PROBLEM
Two lines mark the range in the entries below: the one holding "Can you find the asphalt" and the one holding "Can you find the overcast". Set down those two and all lines between them, exactly.

SUPPLIED INFORMATION

::::

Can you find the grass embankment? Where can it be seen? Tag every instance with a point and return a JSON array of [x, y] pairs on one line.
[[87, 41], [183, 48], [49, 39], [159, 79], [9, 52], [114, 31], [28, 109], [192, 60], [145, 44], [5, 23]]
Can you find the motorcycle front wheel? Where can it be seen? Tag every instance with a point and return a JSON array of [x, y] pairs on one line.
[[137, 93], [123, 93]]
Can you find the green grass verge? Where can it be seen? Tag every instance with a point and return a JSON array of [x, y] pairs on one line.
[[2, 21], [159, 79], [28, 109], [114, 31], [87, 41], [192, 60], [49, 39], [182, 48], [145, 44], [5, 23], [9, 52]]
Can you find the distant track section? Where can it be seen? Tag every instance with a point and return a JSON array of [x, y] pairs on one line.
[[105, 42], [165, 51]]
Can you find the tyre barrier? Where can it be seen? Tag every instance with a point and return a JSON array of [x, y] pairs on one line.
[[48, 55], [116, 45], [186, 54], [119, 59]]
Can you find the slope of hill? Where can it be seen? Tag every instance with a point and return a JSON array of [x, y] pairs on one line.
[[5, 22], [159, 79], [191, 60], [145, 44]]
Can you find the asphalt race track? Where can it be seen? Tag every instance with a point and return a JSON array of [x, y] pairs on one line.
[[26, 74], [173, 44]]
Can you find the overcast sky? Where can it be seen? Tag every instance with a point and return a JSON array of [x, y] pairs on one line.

::::

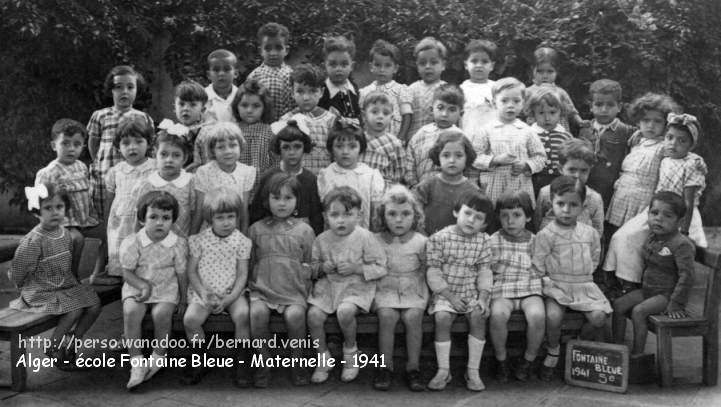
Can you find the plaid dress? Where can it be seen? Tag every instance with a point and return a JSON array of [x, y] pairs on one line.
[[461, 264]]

::::

OUTPUT FOR THIS TASK
Can you find the asphalt race track? Where can it be seen? Tag every instance with a point and return a JSON array of [x, y] pairs on one line.
[[26, 74], [173, 44]]
Can you find the overcast sky? Where can it be seen? Tag every instance with a point and return a JSON array of [x, y] pairs on one line.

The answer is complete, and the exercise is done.